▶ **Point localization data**
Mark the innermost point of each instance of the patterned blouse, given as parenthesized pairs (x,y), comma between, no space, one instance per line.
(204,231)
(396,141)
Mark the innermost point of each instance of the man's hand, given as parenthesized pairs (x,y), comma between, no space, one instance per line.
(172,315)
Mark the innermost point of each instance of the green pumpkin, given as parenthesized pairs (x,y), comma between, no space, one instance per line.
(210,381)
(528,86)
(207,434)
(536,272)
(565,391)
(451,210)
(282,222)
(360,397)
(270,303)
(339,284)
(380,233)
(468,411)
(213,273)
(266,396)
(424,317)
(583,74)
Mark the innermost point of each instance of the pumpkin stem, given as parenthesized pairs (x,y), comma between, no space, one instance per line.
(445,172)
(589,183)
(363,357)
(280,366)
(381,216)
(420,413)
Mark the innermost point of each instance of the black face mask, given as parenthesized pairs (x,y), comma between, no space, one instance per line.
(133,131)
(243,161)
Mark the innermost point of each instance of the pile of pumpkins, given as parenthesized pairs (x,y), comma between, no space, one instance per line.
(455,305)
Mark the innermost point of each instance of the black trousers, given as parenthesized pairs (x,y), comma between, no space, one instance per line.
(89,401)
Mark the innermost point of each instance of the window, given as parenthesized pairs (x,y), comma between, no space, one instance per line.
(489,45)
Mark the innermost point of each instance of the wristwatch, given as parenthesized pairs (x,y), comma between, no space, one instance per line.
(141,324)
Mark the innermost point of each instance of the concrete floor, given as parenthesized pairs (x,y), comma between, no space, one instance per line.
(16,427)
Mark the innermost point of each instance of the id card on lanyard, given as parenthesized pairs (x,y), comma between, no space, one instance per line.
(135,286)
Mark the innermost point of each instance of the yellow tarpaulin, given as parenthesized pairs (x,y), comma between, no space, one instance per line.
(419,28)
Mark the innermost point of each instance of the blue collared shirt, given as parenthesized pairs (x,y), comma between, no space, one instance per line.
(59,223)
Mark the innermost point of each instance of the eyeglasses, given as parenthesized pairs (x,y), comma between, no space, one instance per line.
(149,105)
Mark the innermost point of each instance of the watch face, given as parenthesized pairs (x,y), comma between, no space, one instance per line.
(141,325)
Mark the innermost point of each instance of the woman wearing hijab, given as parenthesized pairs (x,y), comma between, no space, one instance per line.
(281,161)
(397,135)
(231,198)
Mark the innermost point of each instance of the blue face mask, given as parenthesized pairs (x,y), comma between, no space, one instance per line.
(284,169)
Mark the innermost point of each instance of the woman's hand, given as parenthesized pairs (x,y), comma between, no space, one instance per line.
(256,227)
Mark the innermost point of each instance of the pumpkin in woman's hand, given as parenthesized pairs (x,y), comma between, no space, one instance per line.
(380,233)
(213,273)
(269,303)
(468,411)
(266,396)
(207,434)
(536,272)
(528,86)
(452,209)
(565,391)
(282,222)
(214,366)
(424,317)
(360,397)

▶ **Problem statement**
The answer must be an exact reproduction of all the records.

▶ **Task solution**
Mark the innermost point of each instance of the patterned blouse, given as parenthesized pairs (x,y), comma between, no space, one instance per line.
(204,231)
(396,141)
Mark the innermost point of each instance of the man's hand, given as parenthesized pairs (x,y), comma between, no space, one instance per line.
(172,315)
Mark the innermost point of each instance of the green pumpkin, given as parenthesized pairs (x,y), comma between, no space, one instance per line.
(210,381)
(528,86)
(207,434)
(536,272)
(565,391)
(451,210)
(282,222)
(360,397)
(270,303)
(339,284)
(380,233)
(468,411)
(213,273)
(266,396)
(424,317)
(583,74)
Mark the innermost point of each instance of the pumpkin stem, given as parenthesized pairs (x,y), comma between, no space, one instance per line.
(445,172)
(589,183)
(363,357)
(280,366)
(381,216)
(420,413)
Mark the innermost point of each instance of the black face mask, given as parenthesized pairs (x,y), comma between, no space, one instance per line.
(133,131)
(243,161)
Mark the innermost point of each instance of the pile of pumpkins, given as parenthesized pairs (x,y), comma between, no space, one instance per line.
(455,305)
Mark the innermost point of each instance of the black trousers, given as parenthesized pairs (x,y), comma between, no space, one instance per line.
(89,401)
Mark the innermost point of each instance of the window, given as parenthesized pairs (x,y), comma between, no space, one instance per line.
(489,45)
Mark the innermost point of each instance of the wristwatch, given as parenthesized pairs (x,y), comma between, no space, one instance per line.
(141,324)
Mark the innermost point of each instance of the concrete floor, given as parenthesized pairs (x,y), comma between, no space, one instance per line.
(16,427)
Mark the innermost point of each instance of the id card on lanyard, given as parenthesized pairs (x,y), comma between, no space, one instance per line.
(135,286)
Mark the innermost point of each instance of the yellow tarpaulin, given as parenthesized pairs (x,y), comma between, no space, one instance per line.
(419,28)
Mark the innermost point of each instance of the blue collared shirt, given as parenthesized pairs (x,y), comma between, no space, one instance per line.
(59,223)
Mark the innermost point of each instance of the eyeglasses, given as parenthesized pairs (x,y), comma between, no space, one instance per line.
(149,105)
Mark the innermost point of each instance of the watch face, given as parenthesized pairs (x,y), comma between, no space, one instance per line.
(141,325)
Mark the innermost point of each instance of the woman wearing hijab, given as parenthesized pairs (x,y), comma between, no space, one instance per line.
(281,161)
(397,135)
(231,198)
Mark the innermost point of each instance of the blue face mask, given as parenthesized pairs (x,y), comma between, no space, one instance per line.
(284,169)
Mark the innermost point of each instance of the woman's hand, given as parenthesized pairs (x,y), comma between, no space, one instance per line.
(256,227)
Mark the innermost point of each instance of the pumpkin in woman's hand, given as parenthesized pairs (x,y), comma between, no space, one instance per line.
(380,233)
(213,273)
(269,303)
(468,411)
(266,396)
(207,434)
(536,272)
(528,86)
(452,209)
(565,391)
(282,222)
(214,366)
(424,317)
(360,397)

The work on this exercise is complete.